(Saved entries)
____

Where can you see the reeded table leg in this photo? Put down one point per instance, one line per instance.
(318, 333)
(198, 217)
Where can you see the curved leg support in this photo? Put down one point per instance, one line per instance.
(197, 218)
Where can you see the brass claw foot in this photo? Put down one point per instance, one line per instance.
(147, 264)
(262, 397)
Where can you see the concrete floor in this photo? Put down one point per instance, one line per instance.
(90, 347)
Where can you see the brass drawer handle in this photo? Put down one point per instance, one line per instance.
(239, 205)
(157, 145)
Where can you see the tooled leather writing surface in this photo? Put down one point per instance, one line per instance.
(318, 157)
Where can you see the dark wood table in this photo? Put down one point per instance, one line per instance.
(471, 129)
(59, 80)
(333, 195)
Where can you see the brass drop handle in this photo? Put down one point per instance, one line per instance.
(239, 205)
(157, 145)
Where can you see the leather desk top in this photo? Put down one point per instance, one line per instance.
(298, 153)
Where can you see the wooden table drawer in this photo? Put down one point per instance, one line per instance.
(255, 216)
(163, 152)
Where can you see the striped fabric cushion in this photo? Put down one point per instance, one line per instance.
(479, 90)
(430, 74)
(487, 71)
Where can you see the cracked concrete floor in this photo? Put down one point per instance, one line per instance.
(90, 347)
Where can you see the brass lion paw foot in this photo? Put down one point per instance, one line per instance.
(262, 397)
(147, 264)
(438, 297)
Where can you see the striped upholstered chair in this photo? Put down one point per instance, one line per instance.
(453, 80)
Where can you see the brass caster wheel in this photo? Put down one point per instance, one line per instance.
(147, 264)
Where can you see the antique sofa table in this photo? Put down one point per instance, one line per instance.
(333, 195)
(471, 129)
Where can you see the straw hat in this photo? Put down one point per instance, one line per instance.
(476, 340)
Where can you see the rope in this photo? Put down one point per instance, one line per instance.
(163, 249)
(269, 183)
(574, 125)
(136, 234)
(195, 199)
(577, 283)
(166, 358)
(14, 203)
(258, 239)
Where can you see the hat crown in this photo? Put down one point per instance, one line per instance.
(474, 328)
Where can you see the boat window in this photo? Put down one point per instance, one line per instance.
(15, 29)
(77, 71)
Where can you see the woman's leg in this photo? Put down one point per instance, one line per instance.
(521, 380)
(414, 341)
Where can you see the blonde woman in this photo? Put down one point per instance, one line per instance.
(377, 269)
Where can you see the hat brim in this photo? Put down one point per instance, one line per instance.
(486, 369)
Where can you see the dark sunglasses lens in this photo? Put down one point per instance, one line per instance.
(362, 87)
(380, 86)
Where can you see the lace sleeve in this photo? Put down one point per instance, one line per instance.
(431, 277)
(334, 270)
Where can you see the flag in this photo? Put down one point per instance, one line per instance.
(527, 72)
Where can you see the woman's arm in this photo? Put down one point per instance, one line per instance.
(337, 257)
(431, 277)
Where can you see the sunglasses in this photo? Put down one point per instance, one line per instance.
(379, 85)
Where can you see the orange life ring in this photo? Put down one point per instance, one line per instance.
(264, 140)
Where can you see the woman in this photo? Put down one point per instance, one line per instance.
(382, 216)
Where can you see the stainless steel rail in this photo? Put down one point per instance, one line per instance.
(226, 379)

____

EXERCISE REQUIREMENTS
Keeping every word in place, restate the entries above.

SOLUTION
Where can you see the reeded table leg in this photo? Put down one point per instance, one line per instance.
(318, 333)
(198, 217)
Where can you see the curved leg support in this photo? Put down one point per instance, one line per instance.
(197, 218)
Where can you see the brass claw foot in this photo? Put down one point per instance, one line per instance.
(147, 264)
(262, 397)
Where can you see the concrete floor in this photo? Put down one point per instance, one line per instance.
(90, 347)
Where can you see the brass drawer handle in this photo? Put down one point per instance, one line per instance.
(239, 205)
(157, 145)
Where can you see the tooled leather writing surface in this photo? Put down one point per instance, one line per instance.
(318, 157)
Where can you see the dark wood table in this photo? Put down one point per instance, one line per instance.
(471, 129)
(59, 80)
(333, 195)
Where can you see the brass drop handle in this photo? Put down one point per instance, one line per instance.
(239, 205)
(157, 145)
Where can you see the leather desk top in this photo? Put down one point per instance, one line per instance.
(298, 153)
Where can you see the wooden table drawer in this photo? Put down one point per instance, one line per instance.
(255, 216)
(163, 152)
Where can you see the striped fabric cushion in this photo? Put down one point per instance, one line per instance.
(479, 90)
(430, 74)
(487, 71)
Where can you see the cracked concrete floor in this photo? Put down one point per instance, one line per instance.
(90, 347)
Where can you see the brass lion paw foot in this photo? Put down one point per instance, one line per instance.
(262, 397)
(147, 264)
(438, 297)
Where can you see the striped upholstered chair in this photo? Put down one point per instance, one line per instance.
(453, 80)
Where can you see the brass caster wheel in this photo? Put down one point per instance, one line per instance.
(147, 264)
Where can you see the antique sofa table in this photo? Put down one point per instance, one line per instance.
(333, 195)
(471, 129)
Where can you see the straw hat in this photo? Put down one point per instance, one line per instance.
(476, 340)
Where can you see the rope in this photo? Put down one point per instance, one line per instance.
(163, 249)
(269, 183)
(574, 125)
(136, 234)
(195, 199)
(577, 283)
(166, 358)
(14, 203)
(258, 239)
Where can you see the hat crown in this photo? Put down one point per instance, one line per instance.
(474, 328)
Where can you see the boat window in this photo? Put down one point per instance, one line per instance.
(15, 29)
(77, 71)
Where can you see the woman's leg in this photo? Put down one point per instance, one line per instance.
(521, 380)
(414, 341)
Where can you see the blonde woman in this photo? Put down one point per instance, one line per instance.
(377, 269)
Where can you see the hat brim in this photo? Put down one point per instance, one line per instance.
(486, 369)
Where can you see the dark sunglasses lens in this photo? Put down one point per instance, one line per instance.
(362, 87)
(380, 86)
Where can you see the lace sleeve in this photo? Put down one point per instance, one line per instance.
(431, 277)
(334, 270)
Where can you see the flag in this photo? Put down one point per instance, one line per instance.
(527, 72)
Where can you see the woman's arm in this photo? Put down one point per instance, one line per instance.
(337, 257)
(431, 277)
Where can you see the sunglasses in this photo? Put down one point per instance, one line per instance.
(379, 85)
Where can you see the orange life ring in this photo? Put down one point per instance, one line per instance.
(264, 140)
Where can you see the woman in this photo? Put down one point per instance, one line per instance.
(382, 216)
Where can you see the stainless steel rail in this photo? Put down one point per instance, one line per instance.
(226, 379)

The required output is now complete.